Put the lines of the rows below into a numbered list, starting with the line that contains "of the dense" and going on through the end of the rows, skipping any blank lines. Leave the pictures out of your answer.

(Entries from a pointing dataset)
▼

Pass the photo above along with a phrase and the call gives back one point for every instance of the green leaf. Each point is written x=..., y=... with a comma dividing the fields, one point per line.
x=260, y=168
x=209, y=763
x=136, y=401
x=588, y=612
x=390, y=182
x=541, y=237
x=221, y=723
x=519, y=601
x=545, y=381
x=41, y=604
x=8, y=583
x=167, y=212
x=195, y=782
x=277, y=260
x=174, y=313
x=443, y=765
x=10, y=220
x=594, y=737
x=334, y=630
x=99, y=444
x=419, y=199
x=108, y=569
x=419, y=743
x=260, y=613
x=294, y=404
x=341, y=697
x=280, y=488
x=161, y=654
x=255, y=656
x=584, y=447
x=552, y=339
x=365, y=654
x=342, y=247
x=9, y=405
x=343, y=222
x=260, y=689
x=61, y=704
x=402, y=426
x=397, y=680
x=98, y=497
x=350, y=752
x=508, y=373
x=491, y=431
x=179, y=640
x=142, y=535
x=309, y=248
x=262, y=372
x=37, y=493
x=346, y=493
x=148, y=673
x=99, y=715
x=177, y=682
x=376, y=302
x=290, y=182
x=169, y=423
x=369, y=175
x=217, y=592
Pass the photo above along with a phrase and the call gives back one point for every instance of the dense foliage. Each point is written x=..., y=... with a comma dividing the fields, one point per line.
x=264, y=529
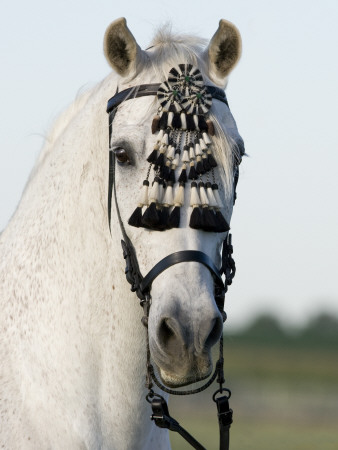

▲

▶ [Expected answer]:
1. Pass the photo above along with a phrase and the call gives back one point for every instance of the dense foliage. Each point is written x=..., y=... with a comma dividing the fields, one point per line.
2. x=264, y=529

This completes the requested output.